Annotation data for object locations
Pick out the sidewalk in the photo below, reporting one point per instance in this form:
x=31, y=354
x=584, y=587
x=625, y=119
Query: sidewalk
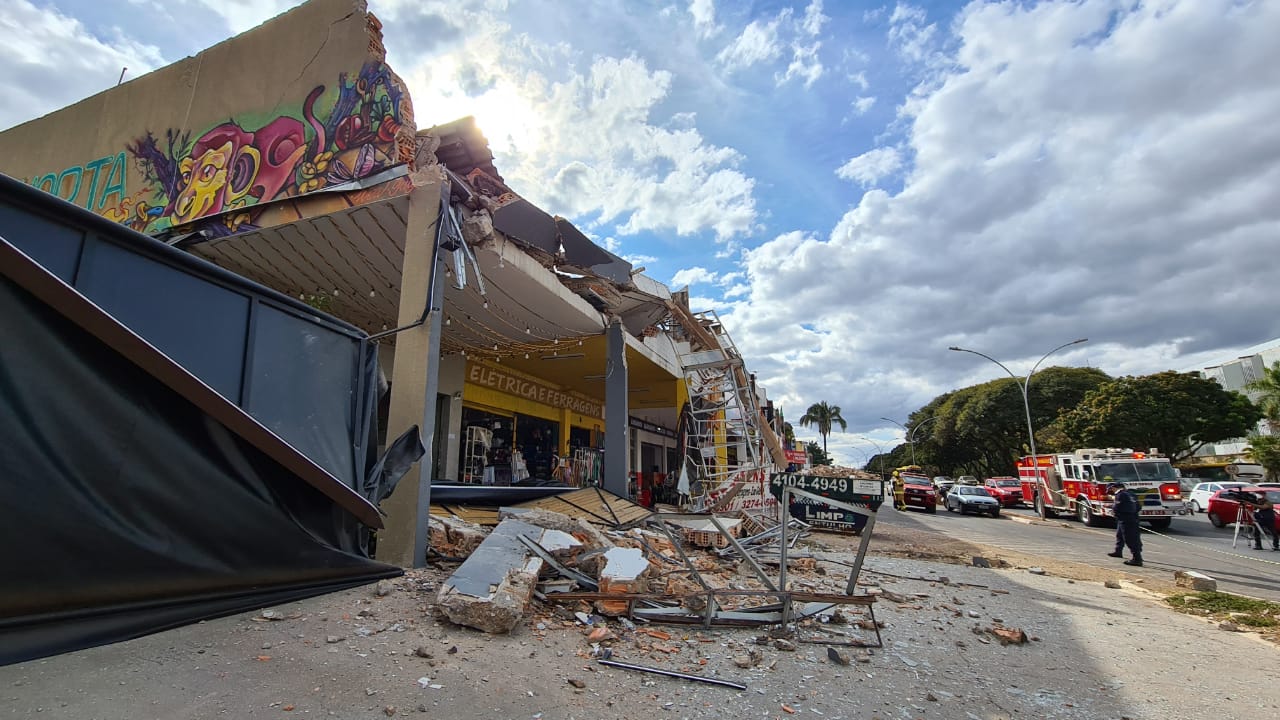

■ Short problem ■
Pull every text line out of the listing above and reproduce each one verbatim. Leave the pictures out.

■ Final result ■
Pick out the sidewalk in the photo below, reporting one point per instance in this form:
x=31, y=354
x=584, y=587
x=625, y=119
Query: sidewalk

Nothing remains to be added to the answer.